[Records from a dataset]

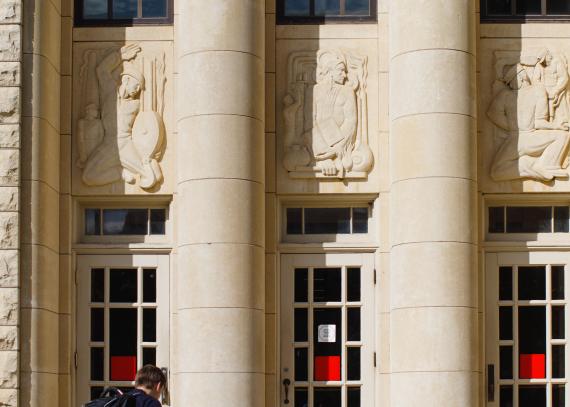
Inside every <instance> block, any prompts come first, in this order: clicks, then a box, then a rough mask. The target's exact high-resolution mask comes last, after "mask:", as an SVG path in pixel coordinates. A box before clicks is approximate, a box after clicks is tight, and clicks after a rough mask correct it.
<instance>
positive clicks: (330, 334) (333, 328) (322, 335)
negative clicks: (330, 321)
mask: <svg viewBox="0 0 570 407" xmlns="http://www.w3.org/2000/svg"><path fill="white" fill-rule="evenodd" d="M318 338H319V342H336V325H319V327H318Z"/></svg>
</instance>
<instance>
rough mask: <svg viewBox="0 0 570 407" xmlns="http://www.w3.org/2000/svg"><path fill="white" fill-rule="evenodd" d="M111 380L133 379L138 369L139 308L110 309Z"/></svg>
mask: <svg viewBox="0 0 570 407" xmlns="http://www.w3.org/2000/svg"><path fill="white" fill-rule="evenodd" d="M109 354H110V358H109V364H110V366H109V368H110V370H109V371H110V372H111V374H110V378H111V380H133V379H134V378H135V374H136V369H137V310H136V309H133V308H115V309H110V310H109Z"/></svg>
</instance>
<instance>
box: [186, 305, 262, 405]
mask: <svg viewBox="0 0 570 407" xmlns="http://www.w3.org/2000/svg"><path fill="white" fill-rule="evenodd" d="M264 318H265V316H264V314H263V310H255V309H247V308H201V309H200V308H195V309H180V308H179V310H178V321H179V323H180V324H181V326H183V327H184V329H181V330H180V340H181V343H184V344H185V351H184V352H179V354H178V358H179V361H178V366H179V369H180V371H181V372H196V373H198V372H201V373H218V372H224V373H225V374H226V376H227V377H228V378H229V377H231V376H233V375H231V373H248V374H250V375H252V374H253V373H261V374H263V372H264V366H265V355H264V340H263V338H264V336H265V335H264V325H265V321H264ZM221 327H223V329H220V328H221ZM245 327H247V329H244V328H245ZM221 350H223V351H221ZM205 376H208V375H205ZM179 385H180V384H179ZM186 397H189V396H186ZM186 397H185V399H186ZM188 400H193V402H194V400H195V399H191V398H188Z"/></svg>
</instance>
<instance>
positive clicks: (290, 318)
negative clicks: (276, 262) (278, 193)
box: [280, 254, 374, 407]
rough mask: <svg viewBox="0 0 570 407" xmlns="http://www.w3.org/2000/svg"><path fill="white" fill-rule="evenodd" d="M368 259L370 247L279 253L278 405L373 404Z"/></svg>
mask: <svg viewBox="0 0 570 407" xmlns="http://www.w3.org/2000/svg"><path fill="white" fill-rule="evenodd" d="M373 261H374V257H373V255H370V254H327V255H324V254H320V255H317V254H315V255H310V254H303V255H283V256H282V257H281V392H280V393H281V405H282V406H295V407H297V406H298V407H325V406H326V407H336V406H338V407H360V406H368V405H373V394H374V281H373V280H374V277H373ZM287 381H288V382H287ZM287 383H288V384H287Z"/></svg>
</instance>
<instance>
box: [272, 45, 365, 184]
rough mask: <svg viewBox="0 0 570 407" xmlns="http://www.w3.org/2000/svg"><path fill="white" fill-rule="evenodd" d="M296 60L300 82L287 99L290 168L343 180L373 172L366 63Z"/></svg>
mask: <svg viewBox="0 0 570 407" xmlns="http://www.w3.org/2000/svg"><path fill="white" fill-rule="evenodd" d="M295 58H296V55H293V58H292V59H291V60H290V69H292V70H293V71H294V72H293V75H294V76H296V77H297V79H296V80H295V81H292V82H291V83H290V93H288V94H287V95H286V96H285V97H284V99H283V105H284V107H283V119H284V125H285V126H284V127H285V132H284V135H285V137H284V145H285V149H286V150H285V155H284V159H283V165H284V167H285V168H286V169H287V170H288V171H290V172H295V171H298V172H303V171H305V172H311V171H315V172H318V173H321V174H322V175H323V176H336V177H338V178H343V177H345V176H346V175H347V174H350V173H351V171H362V172H365V173H366V172H367V171H369V169H370V167H371V166H372V160H373V158H372V152H371V151H370V148H369V147H368V140H367V129H366V128H365V125H366V119H364V118H363V116H365V115H366V92H365V85H364V81H365V78H366V58H358V57H354V56H350V57H347V56H346V55H345V54H343V53H342V52H340V51H334V50H323V51H319V52H318V53H317V56H316V65H315V62H312V63H311V60H310V57H308V56H307V55H305V56H302V58H298V59H297V60H296V59H295Z"/></svg>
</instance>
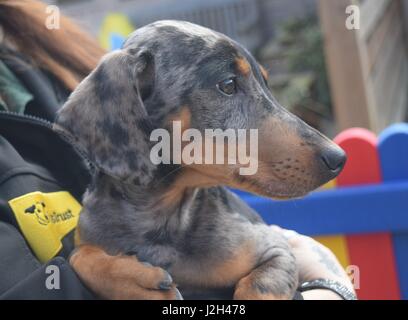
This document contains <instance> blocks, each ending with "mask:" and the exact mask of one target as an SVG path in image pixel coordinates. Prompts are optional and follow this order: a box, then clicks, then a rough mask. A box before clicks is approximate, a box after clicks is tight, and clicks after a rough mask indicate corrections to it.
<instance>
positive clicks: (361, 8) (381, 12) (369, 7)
mask: <svg viewBox="0 0 408 320" xmlns="http://www.w3.org/2000/svg"><path fill="white" fill-rule="evenodd" d="M392 1H394V0H375V1H372V0H371V1H365V2H363V4H362V5H361V6H360V12H361V29H360V36H361V37H362V38H363V39H364V40H366V39H368V38H369V37H370V36H371V34H372V32H373V31H374V30H375V28H376V26H377V25H378V23H379V21H380V20H381V19H382V18H383V16H384V13H385V12H386V11H387V10H388V8H389V6H390V4H391V2H392Z"/></svg>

The problem =>
Within the data above, pick out all lines holding the word "approximate".

Task result =>
Inside every <instance> block, any prompts come first, in this order: clicks, then a box, then a rough mask. The target's exact high-resolution mask comes last, after "mask:", as an SVG path in pixel coordinates. A box before clicks is approximate, a box after clicks is tight, and clicks after a rough mask correct it.
This document contains <instance> blocks, each ending with "mask:" and the exact mask of one target as an SVG path in image pixel coordinates. Prompts are optional and follow this order: a box, then clicks, then a rough mask. A box before clicks is approximate, a box after clicks is tight, and clicks after a rough mask indicate corrections to it.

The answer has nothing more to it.